- _Exercise prompt_
Show all lines from the data that include the word "gate".

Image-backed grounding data
####
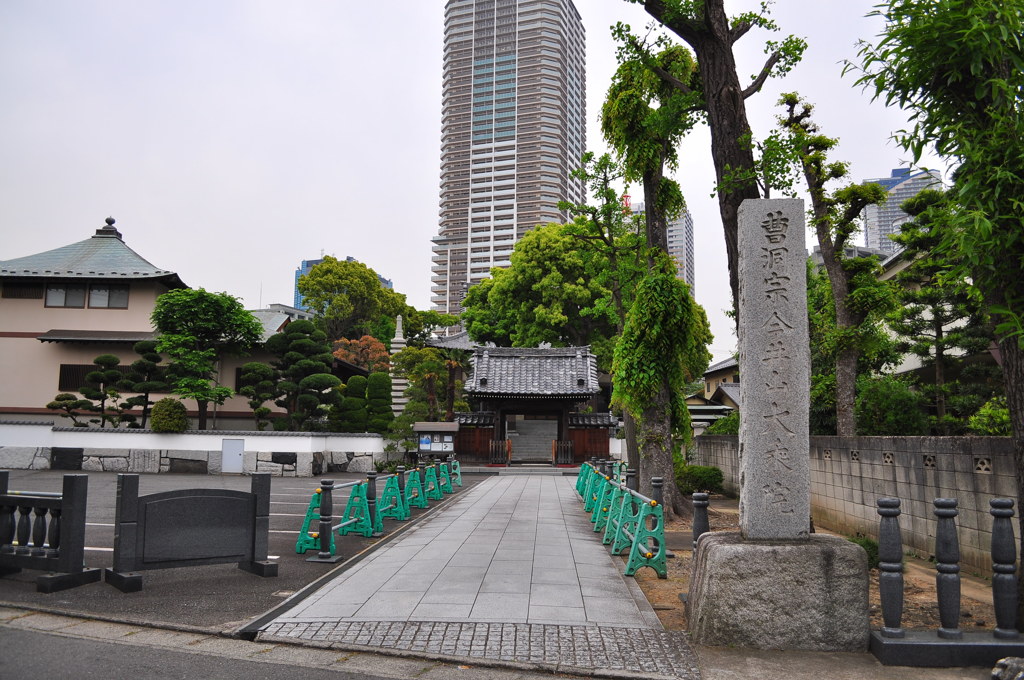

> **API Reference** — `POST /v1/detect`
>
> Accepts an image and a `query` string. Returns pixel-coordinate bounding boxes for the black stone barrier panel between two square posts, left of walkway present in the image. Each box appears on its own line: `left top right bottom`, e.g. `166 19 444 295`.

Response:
106 474 278 593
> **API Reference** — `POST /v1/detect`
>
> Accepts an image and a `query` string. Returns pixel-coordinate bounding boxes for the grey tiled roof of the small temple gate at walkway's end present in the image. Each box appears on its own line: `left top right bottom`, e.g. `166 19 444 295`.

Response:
466 346 600 399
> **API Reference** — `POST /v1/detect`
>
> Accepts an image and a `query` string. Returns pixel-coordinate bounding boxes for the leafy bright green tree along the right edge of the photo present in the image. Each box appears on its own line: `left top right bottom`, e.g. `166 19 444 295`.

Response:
858 0 1024 617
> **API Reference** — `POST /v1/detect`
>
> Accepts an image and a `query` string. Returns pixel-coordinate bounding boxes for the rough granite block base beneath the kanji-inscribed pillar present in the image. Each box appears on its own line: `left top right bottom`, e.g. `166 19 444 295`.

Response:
686 532 868 651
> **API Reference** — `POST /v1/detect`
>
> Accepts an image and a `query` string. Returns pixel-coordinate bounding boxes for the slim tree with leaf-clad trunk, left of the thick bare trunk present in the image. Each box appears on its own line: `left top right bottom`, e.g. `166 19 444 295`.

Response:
601 38 711 516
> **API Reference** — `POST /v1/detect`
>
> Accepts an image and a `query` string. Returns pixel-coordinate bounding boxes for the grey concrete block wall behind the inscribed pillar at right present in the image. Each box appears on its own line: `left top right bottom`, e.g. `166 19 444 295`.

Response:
690 435 1020 575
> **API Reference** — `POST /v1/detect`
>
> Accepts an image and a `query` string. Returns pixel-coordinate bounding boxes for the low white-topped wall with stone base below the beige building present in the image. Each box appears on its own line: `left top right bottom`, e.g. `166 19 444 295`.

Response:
0 422 385 477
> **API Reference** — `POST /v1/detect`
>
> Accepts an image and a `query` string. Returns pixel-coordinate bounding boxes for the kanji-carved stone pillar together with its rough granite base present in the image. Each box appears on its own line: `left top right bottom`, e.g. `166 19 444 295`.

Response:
686 199 868 651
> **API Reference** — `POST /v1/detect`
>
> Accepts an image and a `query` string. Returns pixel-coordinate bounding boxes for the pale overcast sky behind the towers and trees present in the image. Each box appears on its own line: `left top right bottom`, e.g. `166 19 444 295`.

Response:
0 0 937 359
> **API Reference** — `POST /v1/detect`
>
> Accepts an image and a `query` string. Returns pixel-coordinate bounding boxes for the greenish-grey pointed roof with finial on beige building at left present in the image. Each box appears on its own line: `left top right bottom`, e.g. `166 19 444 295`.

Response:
0 218 184 288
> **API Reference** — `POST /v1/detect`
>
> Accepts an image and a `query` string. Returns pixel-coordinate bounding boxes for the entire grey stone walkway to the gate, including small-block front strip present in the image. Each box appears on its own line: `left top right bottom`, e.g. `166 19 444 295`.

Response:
260 475 699 678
####
- _Task solution_
> Accepts an image and a `query` string. Returns pixel-coordinate bounding boxes for the grey tiled roof of the small temple gate at walkway's end present in the image. Each box appears on its own line: `left top right bottom`, e.g. `166 19 444 295`.
> Accepts an image and a `query` string. Returns pixel-coordinate bounding boxes for the entire grey stone walkway to the gate, including small-block front strip present in the image. Each box appears on its own line: `left top right bottom`, e.g. `166 19 444 295`.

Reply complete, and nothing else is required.